%%

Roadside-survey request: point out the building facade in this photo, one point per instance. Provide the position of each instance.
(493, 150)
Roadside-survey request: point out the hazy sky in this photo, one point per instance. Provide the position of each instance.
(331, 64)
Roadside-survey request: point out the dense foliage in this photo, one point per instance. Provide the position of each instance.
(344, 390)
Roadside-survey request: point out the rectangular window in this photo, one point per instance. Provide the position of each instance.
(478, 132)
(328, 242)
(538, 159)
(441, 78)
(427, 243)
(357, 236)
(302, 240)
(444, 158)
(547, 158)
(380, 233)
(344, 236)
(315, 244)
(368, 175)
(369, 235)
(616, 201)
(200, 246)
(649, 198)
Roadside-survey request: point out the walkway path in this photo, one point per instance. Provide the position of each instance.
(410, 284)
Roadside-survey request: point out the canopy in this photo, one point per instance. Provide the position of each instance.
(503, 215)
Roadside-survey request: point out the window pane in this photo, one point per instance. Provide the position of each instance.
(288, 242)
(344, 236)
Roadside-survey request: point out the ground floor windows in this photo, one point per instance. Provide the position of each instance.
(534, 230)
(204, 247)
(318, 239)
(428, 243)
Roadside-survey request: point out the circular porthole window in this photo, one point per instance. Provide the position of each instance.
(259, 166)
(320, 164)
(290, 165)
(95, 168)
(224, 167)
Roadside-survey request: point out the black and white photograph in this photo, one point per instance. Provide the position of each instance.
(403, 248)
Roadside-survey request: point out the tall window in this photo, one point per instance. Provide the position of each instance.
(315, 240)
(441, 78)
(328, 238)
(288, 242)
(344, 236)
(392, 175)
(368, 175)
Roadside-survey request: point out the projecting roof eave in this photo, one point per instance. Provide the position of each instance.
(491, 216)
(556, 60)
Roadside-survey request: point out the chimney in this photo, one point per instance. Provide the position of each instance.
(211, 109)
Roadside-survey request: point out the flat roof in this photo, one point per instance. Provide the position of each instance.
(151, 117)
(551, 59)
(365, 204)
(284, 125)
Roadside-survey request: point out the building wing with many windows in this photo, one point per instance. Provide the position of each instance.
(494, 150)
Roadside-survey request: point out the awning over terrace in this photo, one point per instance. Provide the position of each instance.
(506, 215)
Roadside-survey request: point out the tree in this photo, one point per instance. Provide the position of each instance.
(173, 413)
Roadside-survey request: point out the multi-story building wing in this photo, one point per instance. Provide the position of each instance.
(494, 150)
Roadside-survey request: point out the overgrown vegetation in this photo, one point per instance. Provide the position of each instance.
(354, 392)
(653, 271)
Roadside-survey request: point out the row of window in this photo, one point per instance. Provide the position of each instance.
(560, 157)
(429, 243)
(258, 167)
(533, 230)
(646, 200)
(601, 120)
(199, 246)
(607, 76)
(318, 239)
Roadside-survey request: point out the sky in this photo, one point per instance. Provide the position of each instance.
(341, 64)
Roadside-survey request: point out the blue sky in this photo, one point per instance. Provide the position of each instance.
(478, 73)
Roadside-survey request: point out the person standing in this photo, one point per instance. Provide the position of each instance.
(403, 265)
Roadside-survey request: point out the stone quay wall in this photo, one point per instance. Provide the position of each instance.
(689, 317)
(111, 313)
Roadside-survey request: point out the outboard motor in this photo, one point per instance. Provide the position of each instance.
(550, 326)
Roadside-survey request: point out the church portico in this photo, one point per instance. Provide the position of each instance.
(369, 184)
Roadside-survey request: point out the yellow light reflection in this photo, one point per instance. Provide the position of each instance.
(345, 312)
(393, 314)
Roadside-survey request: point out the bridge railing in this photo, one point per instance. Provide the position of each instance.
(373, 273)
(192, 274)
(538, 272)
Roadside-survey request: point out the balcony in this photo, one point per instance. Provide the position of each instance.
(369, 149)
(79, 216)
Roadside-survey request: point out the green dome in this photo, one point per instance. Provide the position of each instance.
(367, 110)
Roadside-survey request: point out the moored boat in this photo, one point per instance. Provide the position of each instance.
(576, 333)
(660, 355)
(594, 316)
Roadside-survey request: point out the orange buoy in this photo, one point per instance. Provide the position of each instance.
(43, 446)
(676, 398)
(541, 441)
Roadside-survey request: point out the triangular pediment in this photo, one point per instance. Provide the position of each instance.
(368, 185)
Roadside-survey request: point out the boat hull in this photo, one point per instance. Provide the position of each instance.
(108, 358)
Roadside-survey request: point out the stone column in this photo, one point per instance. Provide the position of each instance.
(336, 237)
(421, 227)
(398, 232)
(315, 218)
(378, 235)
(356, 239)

%%

→ Task requirements: Return, unchanged, the stretch of the listing from the line containing "Roadside-survey request: point out the stone quay" through the end of the listing.

→ Task solution:
Roadside-survey request: point out the stone quay wall in this photo, one point per instance. Provide the position of each instance.
(689, 317)
(111, 313)
Roadside-survey request: point out the outboard motor in this photo, one point per instance. Provide the position of each instance.
(550, 326)
Roadside-survey request: point out the church portico in this photo, one point per instance. Provide the position of each instance.
(369, 184)
Roadside-survey request: point out the yellow light reflection in this photo, one point per instance. Provide the position of each instance.
(345, 312)
(393, 314)
Roadside-survey request: point out the bridge railing in this photo, one point per instance. Provide the position of each instance.
(373, 273)
(192, 274)
(538, 272)
Roadside-survey request: point out the balcony in this photo, one point per instance. Provide the position of each instance.
(369, 149)
(79, 216)
Roadside-survey request: point out the green dome in this photo, one point per instance. Provide the position of each instance.
(367, 110)
Roadside-survey request: point out the moored boat in this photo, one point per instance. Provide the position of each instance.
(576, 333)
(660, 355)
(594, 316)
Roadside-survey request: point out the orange buoy in this photo, one point per instance. Provide the position of each instance.
(43, 446)
(676, 398)
(541, 441)
Roadside-survey request: point out the triangular pediment in this photo, one point per instance. Provide the position of each instance.
(368, 185)
Roadside-survey request: point out the boat hull in this photo, one point per instance. Provide the position of each instance.
(108, 358)
Roadside-survey request: point out the stone column in this photo, one point per instance. Provide the position of each instance.
(336, 237)
(421, 227)
(398, 232)
(315, 218)
(378, 235)
(356, 239)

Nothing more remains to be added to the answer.